Problem details: Please lay out the data as a JSON list of strings, one string per line, skipping blank lines. Cover only the span from the line containing "top with a single point per instance." through the end of the data, with both ends included.

Items from a data source
● ● ● ● ● ● ●
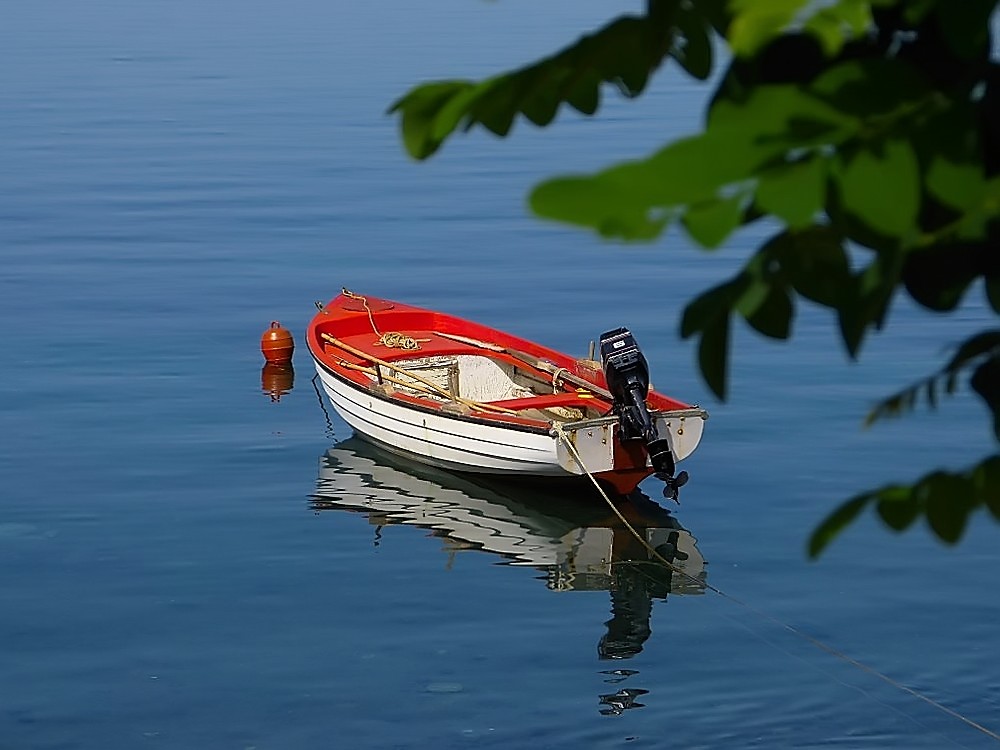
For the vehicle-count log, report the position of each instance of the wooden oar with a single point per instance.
(538, 364)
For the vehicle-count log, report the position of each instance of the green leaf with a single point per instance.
(622, 53)
(882, 187)
(836, 522)
(829, 29)
(986, 479)
(871, 87)
(711, 222)
(695, 54)
(960, 186)
(946, 499)
(816, 265)
(897, 507)
(713, 355)
(937, 277)
(966, 26)
(971, 351)
(420, 115)
(754, 24)
(993, 293)
(793, 192)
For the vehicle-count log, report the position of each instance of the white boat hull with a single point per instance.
(462, 444)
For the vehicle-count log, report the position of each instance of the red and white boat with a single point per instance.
(465, 397)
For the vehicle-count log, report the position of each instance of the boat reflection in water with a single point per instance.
(573, 537)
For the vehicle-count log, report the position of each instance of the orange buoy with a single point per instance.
(277, 343)
(277, 379)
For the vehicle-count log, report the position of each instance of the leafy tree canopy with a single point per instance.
(869, 127)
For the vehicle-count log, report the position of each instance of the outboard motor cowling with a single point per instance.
(627, 374)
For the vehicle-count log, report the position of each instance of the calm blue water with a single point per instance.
(178, 566)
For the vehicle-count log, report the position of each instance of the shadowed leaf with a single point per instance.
(945, 497)
(833, 524)
(623, 53)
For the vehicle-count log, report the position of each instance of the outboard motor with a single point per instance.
(627, 373)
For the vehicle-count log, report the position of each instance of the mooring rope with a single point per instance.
(392, 339)
(558, 433)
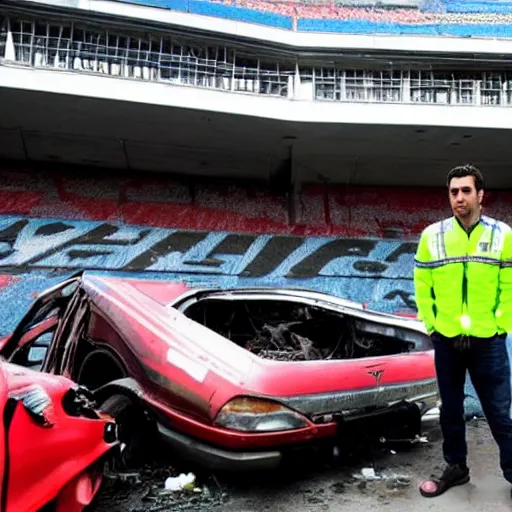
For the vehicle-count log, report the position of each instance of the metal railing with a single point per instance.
(168, 59)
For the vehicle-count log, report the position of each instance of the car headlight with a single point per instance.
(258, 415)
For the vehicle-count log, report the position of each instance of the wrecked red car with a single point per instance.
(233, 378)
(53, 442)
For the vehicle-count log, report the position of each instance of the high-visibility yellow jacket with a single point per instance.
(463, 281)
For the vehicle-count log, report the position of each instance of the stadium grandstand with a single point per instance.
(310, 90)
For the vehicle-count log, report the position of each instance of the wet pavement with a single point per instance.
(322, 483)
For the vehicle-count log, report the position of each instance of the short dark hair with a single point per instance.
(462, 171)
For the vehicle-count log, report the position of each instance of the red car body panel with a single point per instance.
(185, 373)
(48, 462)
(207, 370)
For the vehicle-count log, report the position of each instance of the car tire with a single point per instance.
(133, 429)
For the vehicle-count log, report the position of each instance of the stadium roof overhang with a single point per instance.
(355, 143)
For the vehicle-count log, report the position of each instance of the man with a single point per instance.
(463, 284)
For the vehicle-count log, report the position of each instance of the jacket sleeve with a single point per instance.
(504, 309)
(423, 285)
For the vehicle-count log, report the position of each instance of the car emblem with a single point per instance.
(377, 374)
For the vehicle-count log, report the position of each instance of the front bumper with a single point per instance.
(216, 458)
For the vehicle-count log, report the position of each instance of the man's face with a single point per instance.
(464, 199)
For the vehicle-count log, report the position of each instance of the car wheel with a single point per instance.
(133, 429)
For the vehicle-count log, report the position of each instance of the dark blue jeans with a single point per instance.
(489, 368)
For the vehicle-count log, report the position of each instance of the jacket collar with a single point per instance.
(471, 228)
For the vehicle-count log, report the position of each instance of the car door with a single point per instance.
(31, 340)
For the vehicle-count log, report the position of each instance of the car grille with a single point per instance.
(351, 401)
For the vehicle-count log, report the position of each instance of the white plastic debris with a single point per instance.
(369, 474)
(178, 483)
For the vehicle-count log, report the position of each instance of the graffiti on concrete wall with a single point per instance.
(372, 271)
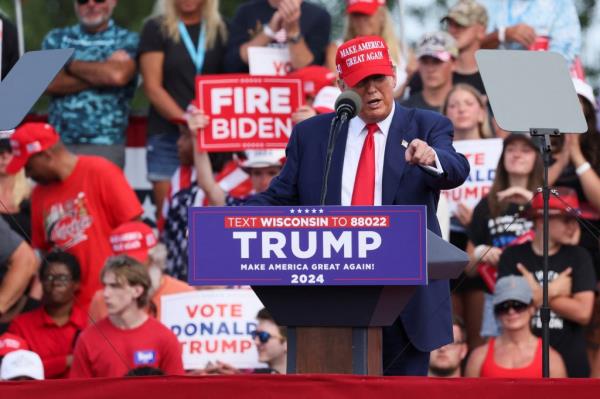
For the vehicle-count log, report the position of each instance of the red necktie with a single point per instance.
(364, 183)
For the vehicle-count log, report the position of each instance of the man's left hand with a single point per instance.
(419, 152)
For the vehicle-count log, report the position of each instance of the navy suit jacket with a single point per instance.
(427, 317)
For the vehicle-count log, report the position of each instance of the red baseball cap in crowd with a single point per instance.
(325, 99)
(27, 140)
(133, 239)
(361, 57)
(566, 203)
(314, 78)
(367, 7)
(10, 342)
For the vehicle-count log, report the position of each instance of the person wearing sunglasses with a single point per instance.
(271, 344)
(91, 96)
(516, 352)
(52, 329)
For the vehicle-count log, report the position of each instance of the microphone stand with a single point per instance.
(334, 129)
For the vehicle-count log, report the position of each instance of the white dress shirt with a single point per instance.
(357, 134)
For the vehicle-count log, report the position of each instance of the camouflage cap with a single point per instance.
(467, 13)
(438, 45)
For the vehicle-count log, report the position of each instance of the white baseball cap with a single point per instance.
(585, 90)
(21, 363)
(263, 158)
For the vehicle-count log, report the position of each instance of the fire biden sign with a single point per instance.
(247, 112)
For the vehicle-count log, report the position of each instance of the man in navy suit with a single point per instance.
(387, 155)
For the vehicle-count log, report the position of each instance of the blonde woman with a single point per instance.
(467, 109)
(187, 39)
(371, 17)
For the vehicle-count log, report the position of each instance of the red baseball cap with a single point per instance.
(27, 140)
(566, 203)
(314, 78)
(367, 7)
(11, 342)
(361, 57)
(133, 239)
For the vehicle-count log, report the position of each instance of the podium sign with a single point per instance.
(314, 246)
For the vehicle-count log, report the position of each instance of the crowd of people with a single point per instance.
(81, 276)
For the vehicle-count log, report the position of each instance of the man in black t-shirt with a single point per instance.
(571, 279)
(436, 55)
(301, 27)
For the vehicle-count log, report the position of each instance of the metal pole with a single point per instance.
(546, 152)
(19, 22)
(545, 311)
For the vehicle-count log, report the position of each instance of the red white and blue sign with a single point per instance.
(308, 245)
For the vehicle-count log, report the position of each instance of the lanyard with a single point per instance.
(196, 54)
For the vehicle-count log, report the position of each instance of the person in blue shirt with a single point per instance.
(91, 95)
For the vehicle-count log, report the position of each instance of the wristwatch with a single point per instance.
(295, 39)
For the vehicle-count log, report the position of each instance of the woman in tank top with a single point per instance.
(516, 352)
● ● ● ● ● ● ●
Task response:
[
  "For the vehicle-count log, report the position of each instance of the woman in tank top with a single point per instance.",
  "(516, 352)"
]